> [SOURCE TEXT]
=== Begin Enclosure ===

By LILLIAN MUTAVI September 26th, 2016 2 min read

Striking doctors in Nairobi County have not resumed work though City Hall has paid part of their unpaid salaries in a bid to end the two-week stalemate.

County officials had announced on Friday that they would give out vouchers to 36 doctors for one-month salaries and then clear the rest of the arrears when the medics are paid their September salaries.

The county also committed to begin releasing promotion letters to 128 doctors in the next 21 days.


Executive Health Executive Bernard Muia on Monday said the doctors had not been paid for six months because they did not have appointment letters.

“Those who have gone without salaries are doctors who had not been given official appointment letters but now have been permanently employed, and included in the September payroll,” said Dr Muia.

He added that the arrears for the five months will be paid in full with the doctors’ September salaries and urged the doctors to call off their strike and resume work.

Kenya Medical Practitioners, Pharmacists and Dentists’ Union Nairobi branch Secretary-General Thuranira Kaugiria said the medics only heard about the vouchers in the media and that they had not received their pay.

Dr Kaugiria said the health workers were still at home because they have no money to pay for their transport to work.

He claimed county officials were communicating with them through the media and the Health ministry and were not talking to them directly.

“I have received calls from Afya House by ‘big people’ putting pressure on us to resume work instead of the county involving us,” he said.


Regarding promotions, Dr Muia said the process had begun and the first 86 doctors would benefit.

The file of the remaining 36 will be evaluated and recommendations made.

The industrial action, in its third week, had been suspended by the Employment and Labour Relations Court on September 16.

“We are not defying the court order, we just don’t have fare to commute to work or food to eat in our houses. Are we going to walk?” Dr Kaugiria asked.

That notwithstanding, Dr Muia said the medical officers must report to work, failing which they would be disciplined.

He added that the doctors’ grievances had been addressed and that they had signed a return-to-work formula through their union.

“We have done our part and finalised their demands and acknowledged the return-to-work formula, which we have signed,” said Dr Muia.

Conversely, Dr Kaugiria has denied that they signed any return-to-work agreement, saying that one executive officer took the letter on a bare-minimum agreement, edited it and appended his signature.

The doctors are complaining about delayed salaries, promotions and the county’s alleged failure to remit statutory deductions such as the NHIF and NSSF fees in the past eight months.

=== End Enclosure ===

> [RECORDED INFORMATION]
=== Begin Enclosure ===

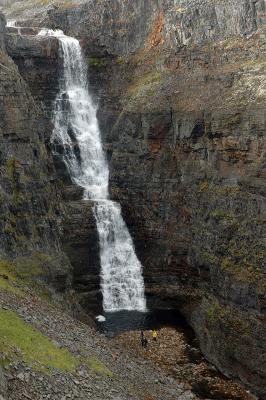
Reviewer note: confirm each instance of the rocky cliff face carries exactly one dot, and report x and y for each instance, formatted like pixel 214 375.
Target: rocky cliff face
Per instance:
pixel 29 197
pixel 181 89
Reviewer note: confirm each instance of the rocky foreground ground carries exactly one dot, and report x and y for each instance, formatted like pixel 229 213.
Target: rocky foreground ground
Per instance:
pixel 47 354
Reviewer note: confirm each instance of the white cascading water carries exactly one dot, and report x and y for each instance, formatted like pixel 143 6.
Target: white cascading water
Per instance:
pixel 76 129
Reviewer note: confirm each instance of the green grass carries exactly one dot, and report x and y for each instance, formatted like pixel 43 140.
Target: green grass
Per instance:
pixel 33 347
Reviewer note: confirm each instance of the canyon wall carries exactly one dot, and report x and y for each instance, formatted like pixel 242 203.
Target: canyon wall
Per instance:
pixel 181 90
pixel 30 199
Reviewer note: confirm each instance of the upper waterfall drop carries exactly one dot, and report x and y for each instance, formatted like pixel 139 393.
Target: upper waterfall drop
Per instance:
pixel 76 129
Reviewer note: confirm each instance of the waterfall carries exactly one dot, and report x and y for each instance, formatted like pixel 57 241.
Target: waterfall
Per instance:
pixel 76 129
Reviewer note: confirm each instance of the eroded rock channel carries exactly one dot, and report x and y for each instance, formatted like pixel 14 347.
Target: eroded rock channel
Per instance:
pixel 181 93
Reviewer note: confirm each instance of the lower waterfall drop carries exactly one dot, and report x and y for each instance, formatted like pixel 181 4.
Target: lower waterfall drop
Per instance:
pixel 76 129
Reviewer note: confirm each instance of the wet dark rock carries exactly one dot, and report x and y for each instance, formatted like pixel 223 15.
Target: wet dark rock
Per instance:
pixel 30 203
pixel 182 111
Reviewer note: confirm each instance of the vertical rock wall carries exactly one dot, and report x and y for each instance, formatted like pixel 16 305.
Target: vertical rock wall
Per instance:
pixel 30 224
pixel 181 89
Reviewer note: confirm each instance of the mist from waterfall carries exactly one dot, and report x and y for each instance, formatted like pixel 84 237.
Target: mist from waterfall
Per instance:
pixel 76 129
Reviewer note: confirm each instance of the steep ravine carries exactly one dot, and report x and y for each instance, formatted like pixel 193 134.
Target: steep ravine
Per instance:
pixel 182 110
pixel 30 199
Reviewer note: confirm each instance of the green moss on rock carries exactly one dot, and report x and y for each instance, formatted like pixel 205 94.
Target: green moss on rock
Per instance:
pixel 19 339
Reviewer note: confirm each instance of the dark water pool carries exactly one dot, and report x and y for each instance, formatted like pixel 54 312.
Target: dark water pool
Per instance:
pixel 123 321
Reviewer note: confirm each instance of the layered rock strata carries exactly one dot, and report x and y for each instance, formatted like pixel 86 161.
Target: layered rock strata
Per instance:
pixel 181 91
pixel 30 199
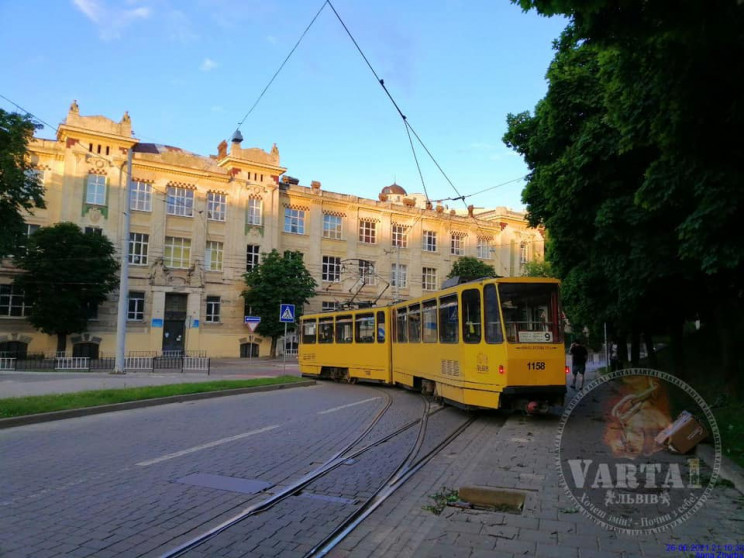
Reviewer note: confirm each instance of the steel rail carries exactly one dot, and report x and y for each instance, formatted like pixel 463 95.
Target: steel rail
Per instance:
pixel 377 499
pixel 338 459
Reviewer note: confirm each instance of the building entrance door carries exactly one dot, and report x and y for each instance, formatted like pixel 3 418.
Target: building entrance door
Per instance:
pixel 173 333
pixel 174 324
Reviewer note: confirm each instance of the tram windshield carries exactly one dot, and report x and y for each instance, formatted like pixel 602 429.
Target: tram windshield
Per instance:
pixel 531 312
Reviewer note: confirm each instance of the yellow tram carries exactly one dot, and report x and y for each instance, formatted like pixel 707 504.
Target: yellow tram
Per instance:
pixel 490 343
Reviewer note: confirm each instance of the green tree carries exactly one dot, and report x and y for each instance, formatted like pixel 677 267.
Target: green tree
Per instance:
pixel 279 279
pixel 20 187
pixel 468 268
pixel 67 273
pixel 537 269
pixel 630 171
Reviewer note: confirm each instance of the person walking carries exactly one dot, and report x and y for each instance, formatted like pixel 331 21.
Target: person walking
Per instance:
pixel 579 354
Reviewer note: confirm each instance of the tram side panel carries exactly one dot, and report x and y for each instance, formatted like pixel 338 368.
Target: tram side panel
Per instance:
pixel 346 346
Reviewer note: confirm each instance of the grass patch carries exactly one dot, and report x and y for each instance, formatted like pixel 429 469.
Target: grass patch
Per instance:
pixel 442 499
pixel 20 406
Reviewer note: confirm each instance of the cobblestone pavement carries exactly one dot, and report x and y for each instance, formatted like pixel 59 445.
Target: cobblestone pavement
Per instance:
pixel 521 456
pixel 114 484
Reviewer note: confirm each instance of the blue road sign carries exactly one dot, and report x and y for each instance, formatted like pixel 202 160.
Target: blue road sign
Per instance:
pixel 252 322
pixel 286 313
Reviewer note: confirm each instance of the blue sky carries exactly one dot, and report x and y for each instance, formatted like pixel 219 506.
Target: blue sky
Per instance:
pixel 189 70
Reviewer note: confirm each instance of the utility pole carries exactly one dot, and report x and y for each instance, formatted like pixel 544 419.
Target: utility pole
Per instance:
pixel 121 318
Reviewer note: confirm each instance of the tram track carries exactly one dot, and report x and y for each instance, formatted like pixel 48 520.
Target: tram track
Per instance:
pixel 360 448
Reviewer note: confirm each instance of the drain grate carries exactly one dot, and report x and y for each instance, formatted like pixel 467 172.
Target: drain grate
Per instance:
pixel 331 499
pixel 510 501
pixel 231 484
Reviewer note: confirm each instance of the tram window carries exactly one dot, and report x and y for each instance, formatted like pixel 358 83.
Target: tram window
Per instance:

=== End Enclosure ===

> [TASK STATEMENT] Please repeat the stretch of the Nairobi doctors' strike article from "By LILLIAN MUTAVI" through "the two-week stalemate.", word for word.

> [EXERCISE RESPONSE]
By LILLIAN MUTAVI September 26th, 2016 2 min read

Striking doctors in Nairobi County have not resumed work though City Hall has paid part of their unpaid salaries in a bid to end the two-week stalemate.